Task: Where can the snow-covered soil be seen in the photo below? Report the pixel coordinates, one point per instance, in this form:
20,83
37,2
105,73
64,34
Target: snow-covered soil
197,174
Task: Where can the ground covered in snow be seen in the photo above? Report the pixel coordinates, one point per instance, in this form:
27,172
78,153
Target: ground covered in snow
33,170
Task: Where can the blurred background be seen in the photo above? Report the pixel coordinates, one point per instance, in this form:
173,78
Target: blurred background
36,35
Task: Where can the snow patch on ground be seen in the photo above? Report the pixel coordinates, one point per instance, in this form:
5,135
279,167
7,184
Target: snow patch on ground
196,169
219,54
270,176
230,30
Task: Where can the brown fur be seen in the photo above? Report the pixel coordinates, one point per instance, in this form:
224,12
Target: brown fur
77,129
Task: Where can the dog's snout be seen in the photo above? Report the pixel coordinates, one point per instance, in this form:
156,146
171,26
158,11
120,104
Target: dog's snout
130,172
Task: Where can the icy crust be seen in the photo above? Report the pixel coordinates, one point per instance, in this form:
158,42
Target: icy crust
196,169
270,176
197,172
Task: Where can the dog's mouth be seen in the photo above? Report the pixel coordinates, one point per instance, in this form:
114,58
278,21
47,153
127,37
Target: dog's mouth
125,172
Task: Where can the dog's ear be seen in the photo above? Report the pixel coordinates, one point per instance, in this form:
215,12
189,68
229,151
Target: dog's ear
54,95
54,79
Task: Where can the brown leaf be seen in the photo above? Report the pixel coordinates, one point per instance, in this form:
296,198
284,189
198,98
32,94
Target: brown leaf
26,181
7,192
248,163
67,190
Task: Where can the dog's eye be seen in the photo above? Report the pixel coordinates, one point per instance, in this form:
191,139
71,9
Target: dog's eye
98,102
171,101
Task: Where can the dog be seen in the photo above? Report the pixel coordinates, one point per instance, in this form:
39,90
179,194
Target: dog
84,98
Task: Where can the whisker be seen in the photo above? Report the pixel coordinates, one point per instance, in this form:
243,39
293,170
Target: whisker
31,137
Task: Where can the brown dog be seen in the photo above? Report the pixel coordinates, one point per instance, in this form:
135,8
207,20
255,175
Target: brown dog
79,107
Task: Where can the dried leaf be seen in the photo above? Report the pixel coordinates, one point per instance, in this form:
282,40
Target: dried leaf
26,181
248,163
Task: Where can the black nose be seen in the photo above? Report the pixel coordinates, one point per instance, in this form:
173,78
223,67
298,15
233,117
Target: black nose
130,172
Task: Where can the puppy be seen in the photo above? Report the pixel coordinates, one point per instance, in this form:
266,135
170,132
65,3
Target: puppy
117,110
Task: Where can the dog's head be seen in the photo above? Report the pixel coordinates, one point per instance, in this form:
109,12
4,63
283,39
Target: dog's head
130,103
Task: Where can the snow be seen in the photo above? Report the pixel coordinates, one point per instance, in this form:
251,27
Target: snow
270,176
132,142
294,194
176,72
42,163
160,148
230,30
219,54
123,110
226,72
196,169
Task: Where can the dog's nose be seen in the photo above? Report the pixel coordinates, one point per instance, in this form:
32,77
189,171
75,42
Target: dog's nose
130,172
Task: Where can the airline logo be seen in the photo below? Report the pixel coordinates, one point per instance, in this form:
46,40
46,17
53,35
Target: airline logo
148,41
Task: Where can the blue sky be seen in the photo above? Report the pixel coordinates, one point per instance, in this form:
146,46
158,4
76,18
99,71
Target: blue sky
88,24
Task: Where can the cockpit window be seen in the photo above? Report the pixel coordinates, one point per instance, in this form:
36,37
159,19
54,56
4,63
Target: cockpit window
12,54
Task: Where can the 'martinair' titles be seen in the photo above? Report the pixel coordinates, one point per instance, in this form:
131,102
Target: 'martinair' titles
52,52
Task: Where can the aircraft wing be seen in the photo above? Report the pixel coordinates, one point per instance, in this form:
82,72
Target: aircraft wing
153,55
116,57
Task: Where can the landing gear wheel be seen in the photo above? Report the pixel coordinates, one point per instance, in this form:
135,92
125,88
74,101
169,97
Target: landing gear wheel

- - - - - - -

→ AIM OF THE TASK
Word for word, write out every record in the listing.

→ REPLY
Task: Where can the snow-covered soil be seen in the photo below? Report the pixel coordinates, one point per instance, in this form:
20,83
37,2
105,73
64,34
Target: snow-covered soil
197,174
Task: Where can the ground covered in snow be seen in the photo above? Report the pixel coordinates, one point per instance, in this form:
27,172
78,153
Target: ground covered in snow
33,170
Task: Where can the blurred background be seen in the photo above? Report the pixel coordinates, one point per instance, in this form:
173,78
Target: blurred background
36,35
Task: Where can the snow patch on ground be seen in the photo above? Report the pixel coordinates, one point per instance, in this form:
5,135
279,167
7,184
Target: snow patch on ground
196,169
219,54
270,176
230,30
Task: Where can the brown fur be seen in the photo above? Report the pixel coordinates, one point per instance, in this form:
224,12
Target: brown fur
77,129
Task: Where can the dog's snout be seen in the photo above? Report the pixel coordinates, one point per instance, in this form:
156,146
171,26
158,11
120,104
Target: dog's snout
130,172
Task: Where can the icy crust be seen in the photo above? Report the pixel coordinates, one point per instance, in this form:
158,42
Target: icy crust
196,169
270,176
197,172
Task: Where can the dog's mouth be seen in the photo above? Report the pixel coordinates, one point per instance, in this form:
114,58
278,21
47,153
127,37
Target: dog's mouth
125,172
Task: Where can the dog's ear be seen in the photo above? Report the pixel coordinates, one point per instance, in this form:
215,12
189,68
229,151
Target: dog's ear
54,95
54,79
Task: Where can the brown leaf be seen in the photo above? Report the pixel coordinates, one point per instance, in this form:
296,198
284,189
198,98
32,94
Target: brown leaf
26,181
7,192
248,163
67,190
Task: Where can the dog's eye be seen in the photo above? Report the pixel coordinates, one point per instance, in this form:
191,139
71,9
Target: dog's eye
98,102
171,101
Task: Where can the dog be seen in the photo above? Report the pixel coordinates, one point per instance, in this form:
39,90
179,194
Target: dog
84,98
Task: Where can the whisker be seen in the photo above? Report the pixel coordinates, one point per instance, in this form:
243,39
293,170
Target: whisker
31,137
Task: Where can the brown dog be seen in the photo above? Report the pixel coordinates, one point per instance, in this form:
135,8
207,20
255,175
Target: brown dog
79,107
Task: Where can the dried leaf be seen in the photo above? Report the pixel coordinates, one point per instance, in this form:
282,40
Target: dried leaf
26,181
248,163
Task: Where can the black nose be seen in the photo above? Report the pixel coordinates, one point per instance, in this form:
173,78
223,67
298,15
233,117
Target: black nose
130,172
Task: Where can the puppy be seen in the photo above? Report the pixel coordinates, one point per instance, in this form:
266,135
170,132
65,3
Target: puppy
117,110
Task: Where can the dog's head be seen in the photo above? Report the pixel coordinates, one point per instance, in this form:
109,12
4,63
283,39
Target: dog's head
130,103
Task: Where can the snow be seen in the photo above? Report the pixel coordinates, one point per instance, in this form:
251,27
Target: snow
270,176
132,142
294,194
176,72
42,163
160,148
230,30
219,54
123,110
226,72
196,169
Task: Where can the dog's nose be seen in the photo above? Report the pixel coordinates, one point per instance, in this form:
32,77
189,171
75,42
Target: dog's nose
130,172
Task: Where can the airline logo be seen in the photo below? Report the pixel coordinates, one point per instance, in this form:
46,40
46,17
53,35
Target: airline logo
148,41
Task: Where can the blue sky be seen in the photo above? Report the pixel coordinates, one point per instance, in this form:
146,46
158,4
76,18
99,71
Target: blue sky
88,24
Task: Where can the cockpit window be seen in the photo above? Report the pixel coordinates, one point per instance, in this form:
36,37
159,19
54,56
4,63
Target: cockpit window
12,54
Task: Where can the 'martinair' titles be seen in the photo above? Report the pixel coordinates, one point per instance, in this form:
131,102
Target: 'martinair' titles
52,52
Task: Where can the aircraft wing be seen in the photo above? Report the pixel coordinates, one point per instance, in this form:
82,72
Target: aircraft wing
153,55
116,57
Task: Where can the landing gear wheel be seen in the photo above? Report the pixel coordinates, one point per instance, in this form:
135,92
125,88
74,101
169,97
Target: landing gear wheel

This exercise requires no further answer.